### TASK 1
Write out the part of the article on UK summer spending starting with "The figures came" and going on through "the Covid pandemic.".
### TASK 2
In the article on UK summer spending, what was the annual shop price inflation rate in July, according to the BRC figures?

### PASSAGE TO READ

_____

UK consumers have cut back on summer spending amid the impact of poor weather and the cost of living crisis, figures show, underscoring the challenge for the Bank of England ahead of its interest rate decision on Thursday.
In a sign of weakness in consumer spending over the summer months, figures from the British Retail Consortium (BRC) show that clothing and footwear prices fell for the seventh consecutive month in July as weak demand persisted.
Separate figures from the Bank of England show that credit-card borrowing also slumped in June as poor weather for the time of year and concerns about the cost of living deterred households from spending.
The figures came as financial markets predict the Bank’s interest rate decision on Thursday will be on a knife edge as policymakers consider whether to cut borrowing costs for the first time since the Covid pandemic.
After a drop in headline inflation to the government’s 2% target for two consecutive months, City economists believe Threadneedle Street’s monetary policy committee could narrowly vote to cut interest rates from the current level of 5.25%.
The Bank has said its decision will rest on whether price growth in the service sector of the economy is slowing, and whether Britain’s jobs market is cooling to levels consistent with keeping inflation near 2%.
Reflecting subdued consumer appetite as households held back from spending, the BRC figures show annual shop price inflation was unchanged in July at 0.2%. This was below the three-month average rate of 0.3%, and the lowest rate since October 2021.

_____

### MATERIAL PROVIDED

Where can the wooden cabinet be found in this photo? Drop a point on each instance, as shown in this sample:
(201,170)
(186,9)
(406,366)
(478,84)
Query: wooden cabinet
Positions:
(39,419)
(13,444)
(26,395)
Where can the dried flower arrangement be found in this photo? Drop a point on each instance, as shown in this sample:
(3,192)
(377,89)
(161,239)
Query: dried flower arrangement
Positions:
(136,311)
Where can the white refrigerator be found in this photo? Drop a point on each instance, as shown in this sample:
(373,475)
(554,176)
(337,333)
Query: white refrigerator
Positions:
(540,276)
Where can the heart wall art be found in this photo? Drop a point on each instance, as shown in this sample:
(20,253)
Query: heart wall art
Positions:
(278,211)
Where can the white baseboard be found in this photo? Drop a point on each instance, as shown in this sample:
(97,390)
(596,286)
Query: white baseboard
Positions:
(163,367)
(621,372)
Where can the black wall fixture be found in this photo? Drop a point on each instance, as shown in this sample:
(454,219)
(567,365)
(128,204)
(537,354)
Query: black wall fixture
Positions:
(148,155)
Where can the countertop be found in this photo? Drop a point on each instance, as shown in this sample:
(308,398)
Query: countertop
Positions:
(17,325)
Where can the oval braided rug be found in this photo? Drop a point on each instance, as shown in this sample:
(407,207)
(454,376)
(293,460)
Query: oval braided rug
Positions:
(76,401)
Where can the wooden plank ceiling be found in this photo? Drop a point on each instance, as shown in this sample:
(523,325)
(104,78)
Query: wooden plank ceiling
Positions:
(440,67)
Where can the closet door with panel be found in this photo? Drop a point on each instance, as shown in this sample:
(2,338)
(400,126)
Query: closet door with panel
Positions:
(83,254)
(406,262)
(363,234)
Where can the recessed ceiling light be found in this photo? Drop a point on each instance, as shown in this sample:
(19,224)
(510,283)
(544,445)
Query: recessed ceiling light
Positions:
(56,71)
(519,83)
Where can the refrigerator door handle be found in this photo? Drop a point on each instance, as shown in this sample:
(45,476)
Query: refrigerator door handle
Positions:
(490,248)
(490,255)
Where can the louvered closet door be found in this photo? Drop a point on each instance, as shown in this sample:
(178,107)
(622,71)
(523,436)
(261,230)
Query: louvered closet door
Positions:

_____

### YOUR RESPONSE 1
The figures came as financial markets predict the Bank’s interest rate decision on Thursday will be on a knife edge as policymakers consider whether to cut borrowing costs for the first time since the Covid pandemic.

### YOUR RESPONSE 2
It was 0.2%, unchanged from the previous month.